> _GIVEN PASSAGE_:
** start **
Happy Hanukkah everyone. Yes, it is that time of the year again. The time of year every little Max and Rebecca gets excited for eight nights of gifts. Here in the good ole’ Bible belt, Jewish people are rare and you might have some questions about Hanukkah. Well, I am here to answer all of your questions about Hanukah.
How do you Spell Hanukkah?
Hanukkah or Chanukkah, either version is fine. The C is silent. Don’t pronounce it.
What is the best Hanukkah movie?
The best part of December for many is the Christmas movies. “The Christmas Story”, “Elf”, “Fred Claus”, are all staples of ABC Family’s 25 days of Christmas. Well, us Jews (Yes I am a part of the Tribe) don’t have many movies to go on.
** end **
> _OBJECTIVES_:
1/ In the Hanukkah piece, what does it say about the letter C in "Chanukkah"?
2/ How would you condense the paragraph of the Hanukkah piece that begins "The best part of December" into a single shorter sentence that keeps its main facts?
3/ Could you extend the Hanukkah piece with a few more paragraphs that pick up right after its last sentence?
The listing after this point comes from a separate, unrelated source.

> _STORED DATA_:
** start **
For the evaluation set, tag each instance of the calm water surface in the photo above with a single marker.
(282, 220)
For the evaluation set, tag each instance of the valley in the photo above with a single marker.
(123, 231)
** end **
> _EXPECTED OUTPUTS_:
1/ The C is silent and shouldn't be pronounced.

2/ Christmas movies like "The Christmas Story," "Elf," and "Fred Claus" are a December highlight for many and staples of ABC Family's 25 days of Christmas, but the writer, who is Jewish, says Jews don't have many movies to go on.

3/
The best Hanukkah movie isn’t really a movie, it is a TV special. The “Rugrats”, yes the Nickelodeon show, has the best Hanukkah special. It is not that it is the best because it is good, it is the best because there really isn’t any competition. So yes, my favorite movie to watch during our eight nights of fun involves Tommy Pickles. Don’t hate.
What is the Best Hanukkah Song?
Adam Sadler’s “Hanukkah Song”, duh.
How do you light the candles on the Menorah?
Very simple actually. You only light one candle for every night of Hanukkah. So by the end of the holiday, all nights of the candle will be lit. Yes there are nine candles of the menorah, but the middle candle is the lighter candle, used to light the rest of the candles.
What do you eat during Hanukkah?
Well for one no pork. C’mon that is first-day stuff. We eat just about anything, especially bagels (duh, they are so good). You might invasion a grand fest, but a meal during Hanukkah is probably take out from the local Chinese restaurant. That is about as fancy as it gets for us in the tribe.
Do you really get eight gifts?
Yes, we get one gift every night of Hanukkah.
Anything else I should know?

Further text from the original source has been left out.